Reflections on the new Thailand-Singapore Double Tax Treaty

Reflections on the new Thailand-Singapore Double Tax Treaty

Thai companies are increasingly looking to capitalise on opportunities, and one of these is to invest abroad, a trend that will no doubt accelerate now that the Asian Economic Community (AEC) is in place.

For commercial and regulatory reasons, most aspiring Thai multinationals prefer to invest via an intermediate jurisdiction even though such a structure may increase administrative costs in the short run. This preference is driven as much by the perceived shortcomings of the Thai taxation of ventures abroad as the commercial and regulatory advantages in foreign jurisdictions such as Hong Kong and Singapore. A good offshore structure could also promote increased control over regulatory compliance and lower costs.

§

Write the next part of the passage on the Thailand-Singapore Double Tax Treaty, starting after its last sentence. The entries have no connection to the passage on the Thailand-Singapore tax treaty.

§

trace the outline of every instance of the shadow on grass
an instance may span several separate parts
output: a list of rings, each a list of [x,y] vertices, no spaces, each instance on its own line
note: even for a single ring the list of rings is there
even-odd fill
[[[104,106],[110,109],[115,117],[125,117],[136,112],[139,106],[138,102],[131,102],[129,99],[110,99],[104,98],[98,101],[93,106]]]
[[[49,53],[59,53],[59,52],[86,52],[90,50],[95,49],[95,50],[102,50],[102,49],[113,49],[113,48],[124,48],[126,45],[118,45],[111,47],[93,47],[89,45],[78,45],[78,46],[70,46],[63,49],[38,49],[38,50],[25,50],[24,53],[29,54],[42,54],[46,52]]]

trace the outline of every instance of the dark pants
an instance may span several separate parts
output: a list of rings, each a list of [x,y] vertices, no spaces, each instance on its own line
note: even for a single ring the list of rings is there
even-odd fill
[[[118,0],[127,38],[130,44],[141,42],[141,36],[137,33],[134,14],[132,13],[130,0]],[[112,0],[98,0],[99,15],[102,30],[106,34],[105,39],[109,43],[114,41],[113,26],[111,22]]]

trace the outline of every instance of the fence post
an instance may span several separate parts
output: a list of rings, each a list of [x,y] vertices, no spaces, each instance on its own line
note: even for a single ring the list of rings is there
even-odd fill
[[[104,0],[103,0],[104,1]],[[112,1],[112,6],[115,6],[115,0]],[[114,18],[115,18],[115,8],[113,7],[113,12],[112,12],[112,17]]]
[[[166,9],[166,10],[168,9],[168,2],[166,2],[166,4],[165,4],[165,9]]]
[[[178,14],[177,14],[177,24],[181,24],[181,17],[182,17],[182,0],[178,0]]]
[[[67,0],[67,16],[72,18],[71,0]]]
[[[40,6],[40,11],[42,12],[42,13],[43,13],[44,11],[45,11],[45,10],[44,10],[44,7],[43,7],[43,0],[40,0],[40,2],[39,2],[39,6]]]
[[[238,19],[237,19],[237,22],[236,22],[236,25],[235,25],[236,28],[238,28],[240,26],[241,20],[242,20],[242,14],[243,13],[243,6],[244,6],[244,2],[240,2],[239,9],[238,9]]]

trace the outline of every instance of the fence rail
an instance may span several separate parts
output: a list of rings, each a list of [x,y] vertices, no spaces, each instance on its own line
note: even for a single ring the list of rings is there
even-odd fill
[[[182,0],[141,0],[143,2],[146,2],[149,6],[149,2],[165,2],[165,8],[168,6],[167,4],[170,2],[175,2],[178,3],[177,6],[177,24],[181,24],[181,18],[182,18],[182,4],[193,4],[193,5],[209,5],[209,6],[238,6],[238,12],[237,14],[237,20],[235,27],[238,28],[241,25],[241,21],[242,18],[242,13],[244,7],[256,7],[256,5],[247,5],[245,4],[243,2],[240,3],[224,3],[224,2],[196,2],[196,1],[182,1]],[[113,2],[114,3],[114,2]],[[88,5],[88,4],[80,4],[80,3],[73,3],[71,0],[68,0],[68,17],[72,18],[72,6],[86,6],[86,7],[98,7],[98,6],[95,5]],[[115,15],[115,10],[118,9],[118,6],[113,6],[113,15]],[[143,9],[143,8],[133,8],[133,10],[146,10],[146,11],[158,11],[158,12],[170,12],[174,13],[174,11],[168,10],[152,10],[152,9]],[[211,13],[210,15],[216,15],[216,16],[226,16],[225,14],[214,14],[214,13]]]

§

● **RESULT**
It comes as no surprise that Singapore is often the jurisdiction of choice for Thai multinationals venturing abroad as well as inbound foreign investment to Thailand due to its proximity and ease of doing business. Singapore's tax regulations contribute significantly to its attractiveness. Among these are tax incentives for various sectors such as trading or shipping, a tax regime that exempts capital gains from tax and, importantly, imposes no taxes on the earning and repatriation of dividends. Singapore's tax treaties are also in many cases more advantageous than those signed by Thailand.

The new Thailand-Singapore Double Tax Treaty, once ratified, will replace the treaty in place since 1975. It contains a number of changes that could adversely affect some structures set up to use the benefits of the current one.

Equipment leases: Equipment lease payments will be subject to Thai withholding tax. Under the current treaty, lease rentals (for "dry leases") paid from Thailand to a lessor in Singapore are not subject to Thai withholding tax.

Many international offshore drilling companies providing services to petroleum exploration and production firms in Thailand use a Singaporean affiliate to provide bareboat charters. Rental payments from Thailand are not subject to Thai withholding tax and, if the lessor qualifies, may not be taxed in Singapore.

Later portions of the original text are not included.